DESCRIPTION OF THE TASK
Extract each line below that contains the word "cushion", copying it in full. Case counts.

-- BEGIN THE INPUT --

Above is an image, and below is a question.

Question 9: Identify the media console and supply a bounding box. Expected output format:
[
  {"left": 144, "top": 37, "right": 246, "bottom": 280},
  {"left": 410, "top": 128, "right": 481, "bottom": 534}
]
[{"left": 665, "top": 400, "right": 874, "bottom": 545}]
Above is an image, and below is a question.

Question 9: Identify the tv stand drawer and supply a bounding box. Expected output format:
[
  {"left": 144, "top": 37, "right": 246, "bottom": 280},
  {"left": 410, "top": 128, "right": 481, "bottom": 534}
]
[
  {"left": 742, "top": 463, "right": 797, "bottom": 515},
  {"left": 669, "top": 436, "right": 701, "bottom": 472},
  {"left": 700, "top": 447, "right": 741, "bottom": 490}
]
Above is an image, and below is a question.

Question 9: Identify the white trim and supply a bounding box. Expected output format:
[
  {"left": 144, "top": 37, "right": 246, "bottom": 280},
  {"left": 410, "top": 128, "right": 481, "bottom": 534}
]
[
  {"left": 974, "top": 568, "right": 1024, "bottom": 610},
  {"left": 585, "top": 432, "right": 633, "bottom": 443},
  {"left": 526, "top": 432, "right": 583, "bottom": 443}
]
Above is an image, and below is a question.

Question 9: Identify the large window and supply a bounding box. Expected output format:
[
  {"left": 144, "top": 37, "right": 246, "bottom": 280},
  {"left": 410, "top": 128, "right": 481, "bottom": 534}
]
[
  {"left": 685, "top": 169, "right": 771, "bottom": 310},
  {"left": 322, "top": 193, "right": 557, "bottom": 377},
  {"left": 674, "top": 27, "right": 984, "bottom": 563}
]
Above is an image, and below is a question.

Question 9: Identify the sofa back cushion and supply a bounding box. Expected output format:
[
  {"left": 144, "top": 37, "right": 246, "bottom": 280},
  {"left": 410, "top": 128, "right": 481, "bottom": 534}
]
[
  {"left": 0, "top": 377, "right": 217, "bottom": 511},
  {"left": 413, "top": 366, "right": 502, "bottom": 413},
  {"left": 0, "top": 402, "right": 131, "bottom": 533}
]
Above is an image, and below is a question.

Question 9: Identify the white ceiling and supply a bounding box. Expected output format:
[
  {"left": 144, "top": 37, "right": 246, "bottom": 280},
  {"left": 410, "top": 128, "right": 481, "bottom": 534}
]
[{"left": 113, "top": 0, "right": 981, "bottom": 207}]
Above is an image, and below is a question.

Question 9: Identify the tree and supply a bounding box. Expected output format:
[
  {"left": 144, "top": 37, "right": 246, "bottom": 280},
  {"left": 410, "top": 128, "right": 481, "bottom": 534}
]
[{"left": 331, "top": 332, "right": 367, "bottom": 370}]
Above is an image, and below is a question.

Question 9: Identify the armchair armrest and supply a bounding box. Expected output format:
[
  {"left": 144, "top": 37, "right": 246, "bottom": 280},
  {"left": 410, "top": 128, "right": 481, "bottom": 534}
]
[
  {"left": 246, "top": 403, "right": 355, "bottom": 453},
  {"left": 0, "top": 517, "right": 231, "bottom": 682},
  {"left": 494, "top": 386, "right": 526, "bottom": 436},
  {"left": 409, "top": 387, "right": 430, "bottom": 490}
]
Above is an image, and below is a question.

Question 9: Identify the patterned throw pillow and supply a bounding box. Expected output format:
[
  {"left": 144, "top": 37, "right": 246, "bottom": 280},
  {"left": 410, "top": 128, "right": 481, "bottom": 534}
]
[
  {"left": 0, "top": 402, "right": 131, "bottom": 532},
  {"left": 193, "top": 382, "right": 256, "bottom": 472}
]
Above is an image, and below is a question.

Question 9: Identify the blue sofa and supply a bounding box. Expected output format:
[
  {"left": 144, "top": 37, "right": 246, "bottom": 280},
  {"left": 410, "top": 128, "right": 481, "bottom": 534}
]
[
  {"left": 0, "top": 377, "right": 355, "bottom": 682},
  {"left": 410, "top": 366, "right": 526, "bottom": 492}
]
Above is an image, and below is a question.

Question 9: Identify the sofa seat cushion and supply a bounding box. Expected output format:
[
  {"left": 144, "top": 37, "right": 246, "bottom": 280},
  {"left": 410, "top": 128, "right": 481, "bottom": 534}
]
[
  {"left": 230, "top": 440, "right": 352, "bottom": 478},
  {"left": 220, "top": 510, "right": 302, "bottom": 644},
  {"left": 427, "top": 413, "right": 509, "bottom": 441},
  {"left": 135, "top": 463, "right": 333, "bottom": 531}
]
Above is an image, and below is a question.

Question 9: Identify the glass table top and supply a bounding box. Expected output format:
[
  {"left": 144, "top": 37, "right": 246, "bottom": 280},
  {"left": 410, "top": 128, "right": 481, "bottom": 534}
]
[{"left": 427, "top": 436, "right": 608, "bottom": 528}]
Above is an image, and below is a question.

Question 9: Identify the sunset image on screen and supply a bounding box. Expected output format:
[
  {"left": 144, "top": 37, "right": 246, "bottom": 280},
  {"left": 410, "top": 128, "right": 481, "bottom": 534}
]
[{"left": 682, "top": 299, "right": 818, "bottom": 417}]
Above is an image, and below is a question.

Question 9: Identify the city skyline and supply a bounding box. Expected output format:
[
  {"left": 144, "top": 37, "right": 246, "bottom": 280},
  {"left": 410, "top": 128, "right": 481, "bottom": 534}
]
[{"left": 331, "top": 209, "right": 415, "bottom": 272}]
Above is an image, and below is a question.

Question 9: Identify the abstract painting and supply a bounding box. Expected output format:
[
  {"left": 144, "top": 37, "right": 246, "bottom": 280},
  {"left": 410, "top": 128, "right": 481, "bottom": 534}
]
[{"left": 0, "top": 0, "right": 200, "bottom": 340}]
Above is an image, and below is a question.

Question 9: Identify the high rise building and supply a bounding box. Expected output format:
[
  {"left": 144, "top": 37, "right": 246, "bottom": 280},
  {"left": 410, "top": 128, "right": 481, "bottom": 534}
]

-- END THE INPUT --

RESULT OF THE TASK
Question 9: Identify the sofa back cushion and supply a bounding box. Expected output format:
Question 9: Identify the sofa seat cushion and supply a bounding box. Expected output format:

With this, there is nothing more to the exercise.